*EXERCISE PROMPT:* From the two blocks of lines below, copy out every line that contains the word "stack". Treat uppercase and lowercase as different, so only lines whose capitalization matches count.

*STORED DATA:*
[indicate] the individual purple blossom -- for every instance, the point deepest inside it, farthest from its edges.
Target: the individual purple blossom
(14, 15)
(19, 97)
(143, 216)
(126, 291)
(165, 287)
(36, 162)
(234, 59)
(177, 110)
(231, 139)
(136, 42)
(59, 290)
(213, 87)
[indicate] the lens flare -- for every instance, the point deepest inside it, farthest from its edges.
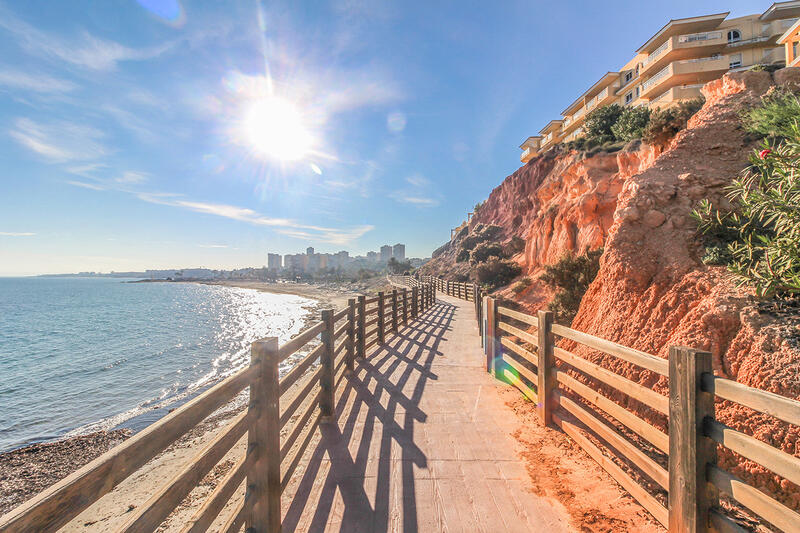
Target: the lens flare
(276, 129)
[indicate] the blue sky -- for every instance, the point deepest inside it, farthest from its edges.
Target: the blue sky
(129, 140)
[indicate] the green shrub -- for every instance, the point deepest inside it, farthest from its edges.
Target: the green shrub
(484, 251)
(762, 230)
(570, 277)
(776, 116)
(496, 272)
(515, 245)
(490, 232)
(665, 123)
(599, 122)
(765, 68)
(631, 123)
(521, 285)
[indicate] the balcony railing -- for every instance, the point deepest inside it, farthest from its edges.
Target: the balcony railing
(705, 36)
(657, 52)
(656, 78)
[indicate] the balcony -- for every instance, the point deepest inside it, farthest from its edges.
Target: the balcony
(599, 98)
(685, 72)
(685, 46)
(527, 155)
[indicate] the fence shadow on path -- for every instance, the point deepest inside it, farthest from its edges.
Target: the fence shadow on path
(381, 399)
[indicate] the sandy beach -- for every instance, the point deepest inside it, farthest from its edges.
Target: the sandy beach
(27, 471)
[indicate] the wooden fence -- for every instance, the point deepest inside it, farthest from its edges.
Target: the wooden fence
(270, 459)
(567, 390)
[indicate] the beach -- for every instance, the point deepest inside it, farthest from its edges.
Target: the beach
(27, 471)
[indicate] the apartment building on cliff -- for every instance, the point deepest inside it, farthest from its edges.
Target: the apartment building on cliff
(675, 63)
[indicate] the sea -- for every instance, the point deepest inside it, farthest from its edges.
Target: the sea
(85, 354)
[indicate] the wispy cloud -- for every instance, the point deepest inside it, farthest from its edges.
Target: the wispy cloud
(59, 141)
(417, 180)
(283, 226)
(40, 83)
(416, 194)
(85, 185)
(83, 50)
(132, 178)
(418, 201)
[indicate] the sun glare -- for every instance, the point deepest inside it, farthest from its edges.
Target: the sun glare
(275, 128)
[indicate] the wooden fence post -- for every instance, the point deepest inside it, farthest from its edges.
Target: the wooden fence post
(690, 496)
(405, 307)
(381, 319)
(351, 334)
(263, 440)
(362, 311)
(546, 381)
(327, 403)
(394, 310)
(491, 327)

--

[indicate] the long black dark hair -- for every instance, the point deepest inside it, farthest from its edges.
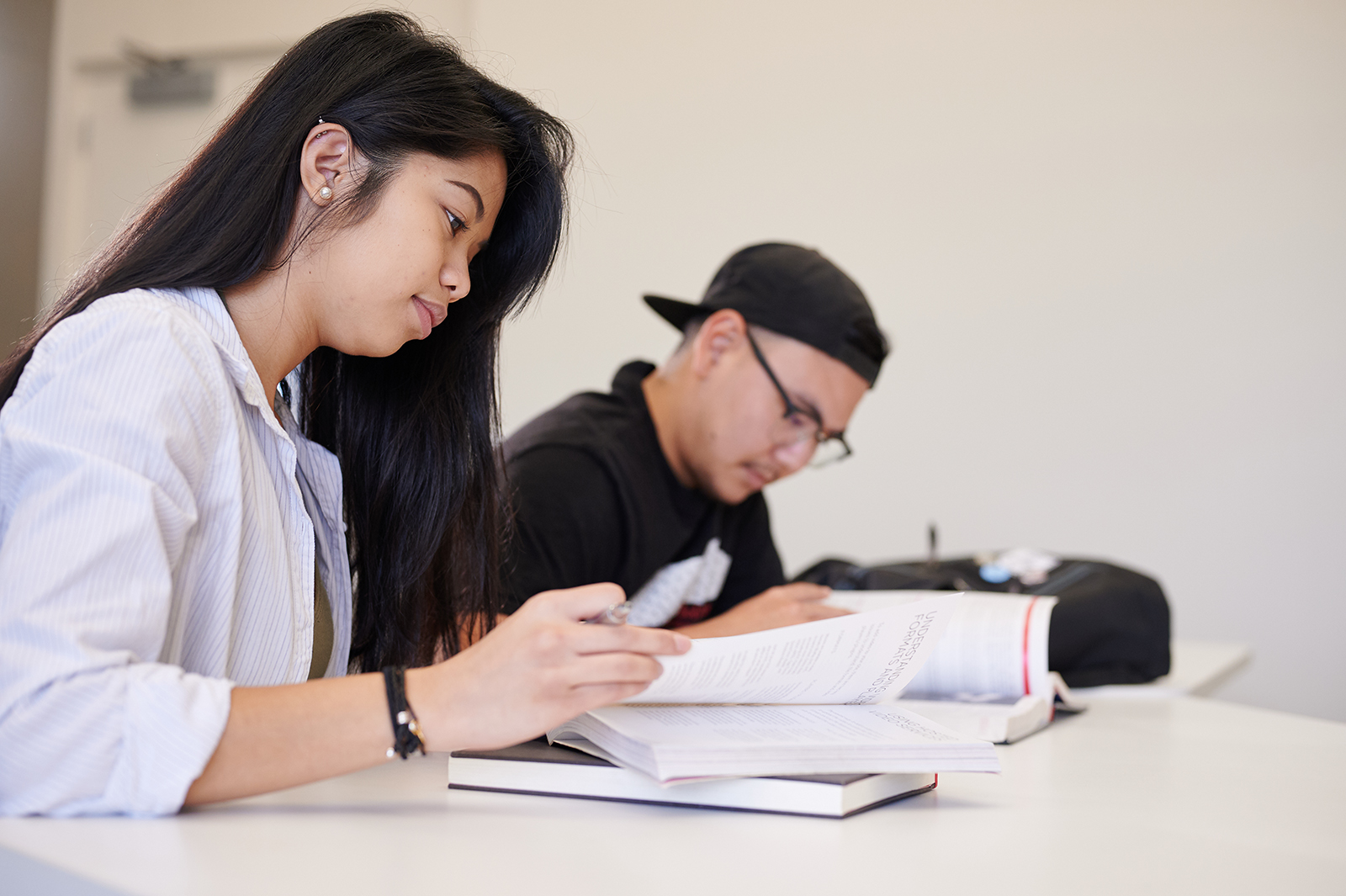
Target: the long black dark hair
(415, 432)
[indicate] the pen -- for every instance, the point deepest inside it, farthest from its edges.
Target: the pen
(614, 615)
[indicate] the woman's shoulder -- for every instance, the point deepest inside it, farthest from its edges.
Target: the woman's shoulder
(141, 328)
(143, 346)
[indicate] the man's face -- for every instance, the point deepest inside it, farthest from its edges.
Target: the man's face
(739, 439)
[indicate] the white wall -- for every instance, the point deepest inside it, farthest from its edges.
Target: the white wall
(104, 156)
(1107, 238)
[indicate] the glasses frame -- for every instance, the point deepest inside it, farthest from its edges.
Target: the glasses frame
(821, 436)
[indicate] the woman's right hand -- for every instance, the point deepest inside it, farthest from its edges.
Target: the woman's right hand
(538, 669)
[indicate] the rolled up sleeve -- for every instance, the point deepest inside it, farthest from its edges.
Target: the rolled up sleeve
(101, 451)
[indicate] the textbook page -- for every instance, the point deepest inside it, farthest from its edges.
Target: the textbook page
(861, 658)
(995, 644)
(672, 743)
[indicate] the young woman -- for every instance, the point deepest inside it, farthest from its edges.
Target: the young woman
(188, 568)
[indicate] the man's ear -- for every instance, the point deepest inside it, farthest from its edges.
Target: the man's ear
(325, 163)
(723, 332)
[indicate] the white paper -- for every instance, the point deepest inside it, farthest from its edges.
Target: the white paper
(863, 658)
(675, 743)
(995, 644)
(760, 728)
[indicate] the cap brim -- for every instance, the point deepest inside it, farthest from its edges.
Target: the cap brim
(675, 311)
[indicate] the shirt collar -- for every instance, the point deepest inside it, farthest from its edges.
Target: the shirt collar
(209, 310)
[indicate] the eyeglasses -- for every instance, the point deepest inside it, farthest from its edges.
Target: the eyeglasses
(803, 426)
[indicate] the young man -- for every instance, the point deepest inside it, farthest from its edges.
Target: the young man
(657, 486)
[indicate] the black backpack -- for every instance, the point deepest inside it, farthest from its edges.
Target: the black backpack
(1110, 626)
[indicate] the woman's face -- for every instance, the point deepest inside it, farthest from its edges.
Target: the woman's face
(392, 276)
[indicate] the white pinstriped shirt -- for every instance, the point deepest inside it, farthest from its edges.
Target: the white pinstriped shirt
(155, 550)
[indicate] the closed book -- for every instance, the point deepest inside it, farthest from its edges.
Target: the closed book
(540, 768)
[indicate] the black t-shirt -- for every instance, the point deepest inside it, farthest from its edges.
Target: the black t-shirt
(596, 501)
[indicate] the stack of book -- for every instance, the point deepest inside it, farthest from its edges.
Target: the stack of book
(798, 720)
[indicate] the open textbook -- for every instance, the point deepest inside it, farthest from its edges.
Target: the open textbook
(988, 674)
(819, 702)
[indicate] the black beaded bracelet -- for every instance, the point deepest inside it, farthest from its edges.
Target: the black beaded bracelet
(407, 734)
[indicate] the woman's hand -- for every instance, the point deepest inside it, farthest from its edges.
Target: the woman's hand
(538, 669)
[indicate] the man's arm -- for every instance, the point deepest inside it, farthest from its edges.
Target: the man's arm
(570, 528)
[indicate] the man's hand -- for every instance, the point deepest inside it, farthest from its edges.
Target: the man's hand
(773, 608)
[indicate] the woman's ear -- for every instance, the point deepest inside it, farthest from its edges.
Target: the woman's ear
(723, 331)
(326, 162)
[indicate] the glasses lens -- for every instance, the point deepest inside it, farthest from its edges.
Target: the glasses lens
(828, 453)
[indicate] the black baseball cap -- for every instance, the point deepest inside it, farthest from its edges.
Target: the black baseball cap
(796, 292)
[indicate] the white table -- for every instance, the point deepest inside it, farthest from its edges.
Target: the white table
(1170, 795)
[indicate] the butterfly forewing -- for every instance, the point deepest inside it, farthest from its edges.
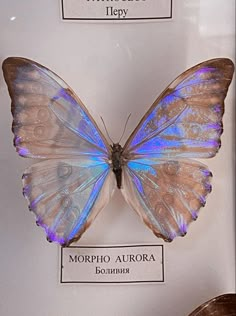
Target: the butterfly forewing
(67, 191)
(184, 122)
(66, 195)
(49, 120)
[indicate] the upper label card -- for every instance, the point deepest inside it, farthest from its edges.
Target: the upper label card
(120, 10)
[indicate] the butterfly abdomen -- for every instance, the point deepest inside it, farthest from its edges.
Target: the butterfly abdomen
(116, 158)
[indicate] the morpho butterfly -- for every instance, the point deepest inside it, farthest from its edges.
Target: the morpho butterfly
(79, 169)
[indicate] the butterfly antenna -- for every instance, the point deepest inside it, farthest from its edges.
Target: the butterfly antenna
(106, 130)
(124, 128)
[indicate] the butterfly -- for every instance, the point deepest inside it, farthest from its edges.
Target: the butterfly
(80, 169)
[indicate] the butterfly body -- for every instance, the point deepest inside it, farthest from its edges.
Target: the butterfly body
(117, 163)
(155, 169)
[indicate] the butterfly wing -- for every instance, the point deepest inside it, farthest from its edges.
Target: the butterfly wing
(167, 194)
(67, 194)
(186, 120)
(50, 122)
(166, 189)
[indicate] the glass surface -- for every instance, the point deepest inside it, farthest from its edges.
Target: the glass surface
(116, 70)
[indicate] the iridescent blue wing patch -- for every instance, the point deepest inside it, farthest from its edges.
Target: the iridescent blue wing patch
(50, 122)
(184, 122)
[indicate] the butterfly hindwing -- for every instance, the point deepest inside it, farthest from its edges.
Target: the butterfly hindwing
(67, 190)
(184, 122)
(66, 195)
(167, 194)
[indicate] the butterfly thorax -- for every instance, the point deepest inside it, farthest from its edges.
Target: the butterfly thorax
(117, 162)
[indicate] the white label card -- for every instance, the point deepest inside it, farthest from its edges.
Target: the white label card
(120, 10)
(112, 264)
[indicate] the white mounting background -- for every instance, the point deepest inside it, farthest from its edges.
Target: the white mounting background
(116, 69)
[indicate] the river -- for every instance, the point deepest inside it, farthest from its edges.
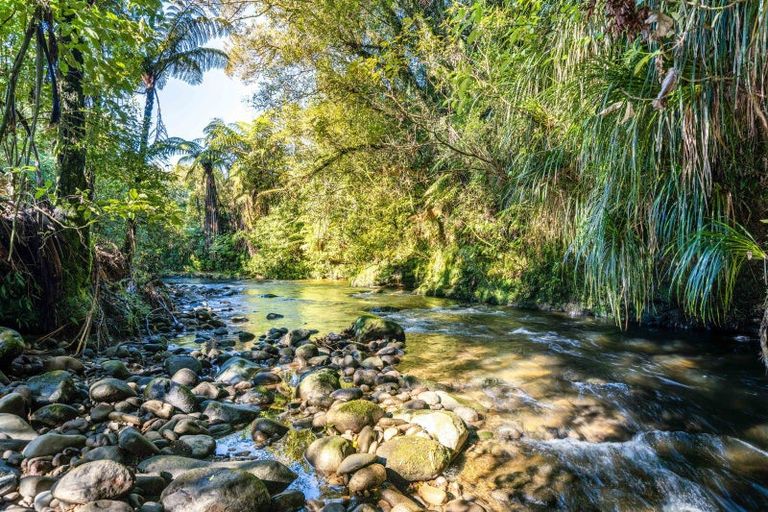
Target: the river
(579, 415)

*SOLUTION:*
[indicate] the stack of book -- for every instance, the point deepest inside it, farthest from its edges.
Target: the stack of book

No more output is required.